**Work to do**
Please translate this sentence from the passage on light scattering in the ocean into Spanish: "This assumption can be expressed mathematically by deliberately separating out azimuthal angle ψ in the radiance L."

**Source document**

=-=-=-=-=

Now assumption can be made in the context of the typical ocean environment (e.g., case 1 water [6]) where light scattering tends to be highly forward peaked. The typical phase functions, such as the Petzold [21], and the Henyey-Greenstein (H-G) [22] with the asymmetric parameter g > 0.9, are highly peaked in the forward direction. Under the geometry of an uni-directional beam that emanates from a point source into the ocean, the scattering of light tends to spread more energy in the polar direction than in the azimuthal direction; the lateral spreading of a (narrow) incident beam is small relative to the forward direction. Therefore, a simplifying assumption is possible based on the highly peaked scattering property and is called ’azimuthal single scattering approximation’. In this approximation, we assume that in the azimuthal direction the scattering is relatively less important than in the polar direction, and therefore only single scattering occurs in the azimuthal direction. This assumption can be expressed mathematically by deliberately separating out azimuthal angle ψ in the radiance L. The dependence of L on azimuthal angle ψ is thus nontrivial only for |ψ| ≪ 1, especially for locations not close to the incident beam. According to the characteristics of single scattering [23], the radiance L now can be written as:

L (r, z, θ, ψ) = \hat{L} (r, z, θ) δ (ψ) .

=-=-=-=-=

**Information shown**
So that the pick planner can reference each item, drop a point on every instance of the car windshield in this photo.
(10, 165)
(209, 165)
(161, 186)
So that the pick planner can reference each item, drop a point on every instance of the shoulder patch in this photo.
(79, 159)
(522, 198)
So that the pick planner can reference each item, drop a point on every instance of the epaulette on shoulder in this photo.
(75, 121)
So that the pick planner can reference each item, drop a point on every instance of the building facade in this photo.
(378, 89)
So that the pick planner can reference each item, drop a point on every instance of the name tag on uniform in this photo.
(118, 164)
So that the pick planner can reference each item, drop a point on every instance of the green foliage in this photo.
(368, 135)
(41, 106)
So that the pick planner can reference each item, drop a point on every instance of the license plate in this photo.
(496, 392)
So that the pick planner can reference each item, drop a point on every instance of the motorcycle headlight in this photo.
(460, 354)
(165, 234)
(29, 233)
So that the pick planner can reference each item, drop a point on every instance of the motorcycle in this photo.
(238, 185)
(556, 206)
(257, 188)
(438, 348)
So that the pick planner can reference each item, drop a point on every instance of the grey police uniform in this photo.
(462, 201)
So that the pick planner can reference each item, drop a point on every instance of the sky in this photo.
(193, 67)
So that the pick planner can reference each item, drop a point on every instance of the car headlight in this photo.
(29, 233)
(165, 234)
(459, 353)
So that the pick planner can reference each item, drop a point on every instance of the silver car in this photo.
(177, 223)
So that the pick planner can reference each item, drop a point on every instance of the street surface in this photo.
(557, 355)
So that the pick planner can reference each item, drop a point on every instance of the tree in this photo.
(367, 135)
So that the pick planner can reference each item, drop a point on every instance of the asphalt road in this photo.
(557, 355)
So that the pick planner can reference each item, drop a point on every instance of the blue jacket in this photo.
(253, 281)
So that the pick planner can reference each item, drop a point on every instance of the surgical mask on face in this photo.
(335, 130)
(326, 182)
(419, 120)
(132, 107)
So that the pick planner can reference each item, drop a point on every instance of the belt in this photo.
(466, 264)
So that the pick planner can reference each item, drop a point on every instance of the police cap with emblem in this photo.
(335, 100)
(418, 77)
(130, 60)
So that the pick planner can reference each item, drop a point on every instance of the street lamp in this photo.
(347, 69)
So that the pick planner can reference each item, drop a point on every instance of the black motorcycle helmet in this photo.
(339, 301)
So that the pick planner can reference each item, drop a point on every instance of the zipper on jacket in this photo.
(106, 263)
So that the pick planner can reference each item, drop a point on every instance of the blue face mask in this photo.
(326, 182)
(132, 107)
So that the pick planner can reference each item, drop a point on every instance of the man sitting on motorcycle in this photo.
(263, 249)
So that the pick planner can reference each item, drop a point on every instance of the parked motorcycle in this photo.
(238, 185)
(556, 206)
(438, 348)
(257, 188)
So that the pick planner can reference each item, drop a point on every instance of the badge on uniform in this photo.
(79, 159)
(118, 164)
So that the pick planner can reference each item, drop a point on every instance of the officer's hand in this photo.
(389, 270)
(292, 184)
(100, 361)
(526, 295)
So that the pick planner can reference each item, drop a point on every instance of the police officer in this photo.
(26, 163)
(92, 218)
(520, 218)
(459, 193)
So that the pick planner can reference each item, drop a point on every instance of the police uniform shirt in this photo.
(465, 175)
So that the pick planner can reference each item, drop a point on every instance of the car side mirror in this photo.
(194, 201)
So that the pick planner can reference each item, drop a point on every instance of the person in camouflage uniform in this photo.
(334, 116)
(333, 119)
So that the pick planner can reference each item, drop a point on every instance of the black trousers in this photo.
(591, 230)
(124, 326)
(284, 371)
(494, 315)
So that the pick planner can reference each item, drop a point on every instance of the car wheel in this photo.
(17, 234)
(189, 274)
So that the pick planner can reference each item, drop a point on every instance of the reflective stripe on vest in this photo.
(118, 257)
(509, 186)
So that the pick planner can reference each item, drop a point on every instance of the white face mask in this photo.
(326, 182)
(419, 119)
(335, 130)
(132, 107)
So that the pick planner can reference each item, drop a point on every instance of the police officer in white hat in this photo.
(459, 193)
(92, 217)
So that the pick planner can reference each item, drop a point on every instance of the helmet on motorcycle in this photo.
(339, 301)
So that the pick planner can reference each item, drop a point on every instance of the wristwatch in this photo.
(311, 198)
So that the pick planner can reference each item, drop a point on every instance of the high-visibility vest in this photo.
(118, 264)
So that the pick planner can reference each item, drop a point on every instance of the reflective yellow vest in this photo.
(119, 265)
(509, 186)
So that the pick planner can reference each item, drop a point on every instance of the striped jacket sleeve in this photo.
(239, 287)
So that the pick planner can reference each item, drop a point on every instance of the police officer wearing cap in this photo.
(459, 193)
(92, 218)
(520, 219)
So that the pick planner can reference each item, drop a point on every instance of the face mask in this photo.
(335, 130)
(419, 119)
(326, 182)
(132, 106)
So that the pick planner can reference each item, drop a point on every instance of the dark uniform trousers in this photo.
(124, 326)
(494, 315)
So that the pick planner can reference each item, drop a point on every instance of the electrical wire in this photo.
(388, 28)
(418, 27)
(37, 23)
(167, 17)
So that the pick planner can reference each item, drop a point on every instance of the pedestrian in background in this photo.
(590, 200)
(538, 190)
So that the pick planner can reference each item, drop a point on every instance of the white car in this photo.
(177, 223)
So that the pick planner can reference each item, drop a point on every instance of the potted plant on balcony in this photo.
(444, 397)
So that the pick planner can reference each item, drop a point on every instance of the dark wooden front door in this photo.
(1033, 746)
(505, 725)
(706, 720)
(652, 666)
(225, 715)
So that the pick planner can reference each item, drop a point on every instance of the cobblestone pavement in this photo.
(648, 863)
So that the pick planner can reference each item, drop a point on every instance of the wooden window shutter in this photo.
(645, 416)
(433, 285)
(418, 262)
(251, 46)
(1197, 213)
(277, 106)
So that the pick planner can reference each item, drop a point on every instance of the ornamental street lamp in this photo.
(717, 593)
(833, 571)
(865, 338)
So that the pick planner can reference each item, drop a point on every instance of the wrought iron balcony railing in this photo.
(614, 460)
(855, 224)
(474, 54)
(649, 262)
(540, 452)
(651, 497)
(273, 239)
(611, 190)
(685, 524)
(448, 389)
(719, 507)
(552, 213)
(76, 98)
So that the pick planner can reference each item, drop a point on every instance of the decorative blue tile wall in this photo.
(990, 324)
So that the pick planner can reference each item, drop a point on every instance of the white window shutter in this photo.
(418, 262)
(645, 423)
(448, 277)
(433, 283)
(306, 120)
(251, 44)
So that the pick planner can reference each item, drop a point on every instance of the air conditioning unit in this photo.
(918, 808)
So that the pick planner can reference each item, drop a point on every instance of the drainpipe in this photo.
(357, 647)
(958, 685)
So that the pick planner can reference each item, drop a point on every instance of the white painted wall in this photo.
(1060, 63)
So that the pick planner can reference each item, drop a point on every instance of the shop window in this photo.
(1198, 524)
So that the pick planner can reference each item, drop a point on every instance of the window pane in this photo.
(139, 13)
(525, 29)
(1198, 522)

=-=-=-=-=

**Reply**
Esta suposición puede expresarse matemáticamente separando deliberadamente el ángulo azimutal ψ en la radiancia L.